Should I do the opposite of your literal expression or of the spirit behind it?
 
12:44 AM
@Cerberus Definitely oppose the spirit!
@Cerberus Sometimes you just need to forget about words and subside into the bliss of the moment.
 
The rainbow or yours?
I'll pick yours and continue to listen to Barobax.
 
Mine!
 
Have you had a fun night?
 
Then you just listened to me.
 
That never.
I've been cleaning.
 
12:45 AM
@Cerberus Not bad.
 
Which I hate and hence rarely do.
Good.
 
What about your assistant cleaner?
The robot.
 
He helped!
He did the floor.
 
Glad to hear you weren't alone.
 
I did the stove top and the loo and a few other things.
 
12:47 AM
Enjoy dirtying them again.
 
Yeah, that's what I hate about it most.
It's not an accomplishment, because it is soon destroyed again.
 
Such is life.
 
I am not Sisyphus.
@Færd One would have hoped the underworld to be different.
 
The most torturous parts are all about cyclic meaninglessness, according to the accounts available.
 
I suppose so.
Also in Zoroastrian mythology?
 
12:51 AM
Oh, I know little about their idea of afterlife.
I studied their theology a long time ago.
 
Nice.
I think it is they who invented Heaven and Hell.
 
Hmm.
 
The Jews took it from them, I believe.
 
I think the urge to assume that good and bad are going to be answered accordingly is stronger than to be confined to the teachings of one specific religion.
 
And of course Christian mythology is heavily based on Jewish mythology.
@Færd But different religions have different solutions for that, or only very limited ones.
Hindus believe you'll reincarnate into better flesh if you live well.

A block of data

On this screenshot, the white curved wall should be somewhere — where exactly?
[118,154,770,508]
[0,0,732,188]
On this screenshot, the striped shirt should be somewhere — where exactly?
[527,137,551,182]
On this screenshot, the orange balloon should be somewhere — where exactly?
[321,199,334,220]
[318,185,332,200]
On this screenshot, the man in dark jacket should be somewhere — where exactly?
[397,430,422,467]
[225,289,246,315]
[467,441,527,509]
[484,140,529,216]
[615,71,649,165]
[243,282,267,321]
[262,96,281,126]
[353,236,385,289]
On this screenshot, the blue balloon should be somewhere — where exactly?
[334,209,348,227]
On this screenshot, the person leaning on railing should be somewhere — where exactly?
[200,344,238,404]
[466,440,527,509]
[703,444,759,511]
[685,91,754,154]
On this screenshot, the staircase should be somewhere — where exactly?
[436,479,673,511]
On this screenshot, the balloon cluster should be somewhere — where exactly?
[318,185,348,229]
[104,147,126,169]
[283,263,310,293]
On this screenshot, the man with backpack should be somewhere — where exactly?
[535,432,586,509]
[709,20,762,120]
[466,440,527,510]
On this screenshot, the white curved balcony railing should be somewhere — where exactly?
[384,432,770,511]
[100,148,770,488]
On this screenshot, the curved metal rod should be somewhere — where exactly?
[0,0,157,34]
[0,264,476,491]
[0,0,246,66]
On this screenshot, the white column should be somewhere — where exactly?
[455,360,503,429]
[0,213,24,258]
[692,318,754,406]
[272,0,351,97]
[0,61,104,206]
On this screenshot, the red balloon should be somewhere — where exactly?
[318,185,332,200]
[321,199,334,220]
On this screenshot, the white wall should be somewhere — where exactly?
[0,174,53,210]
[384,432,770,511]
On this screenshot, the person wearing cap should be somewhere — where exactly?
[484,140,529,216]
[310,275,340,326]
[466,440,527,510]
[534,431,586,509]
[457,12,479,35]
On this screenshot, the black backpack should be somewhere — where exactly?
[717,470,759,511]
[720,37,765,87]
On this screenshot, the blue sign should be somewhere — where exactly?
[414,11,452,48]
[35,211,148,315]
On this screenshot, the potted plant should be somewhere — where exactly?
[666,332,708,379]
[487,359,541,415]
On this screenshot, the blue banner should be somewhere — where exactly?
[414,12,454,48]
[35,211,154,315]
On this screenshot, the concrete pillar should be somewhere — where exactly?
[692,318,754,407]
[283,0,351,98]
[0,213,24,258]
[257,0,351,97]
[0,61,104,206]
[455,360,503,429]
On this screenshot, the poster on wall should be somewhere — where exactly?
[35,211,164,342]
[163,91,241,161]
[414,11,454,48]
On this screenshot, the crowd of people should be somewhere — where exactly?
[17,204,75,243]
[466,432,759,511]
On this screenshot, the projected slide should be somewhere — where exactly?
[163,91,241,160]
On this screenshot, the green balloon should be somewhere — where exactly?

● THE EXERCISE
In the chat, which part of the cleaning did the robot do? The records are separate material and are not part of the chat.

● WRITTEN RESPONSE
The floor.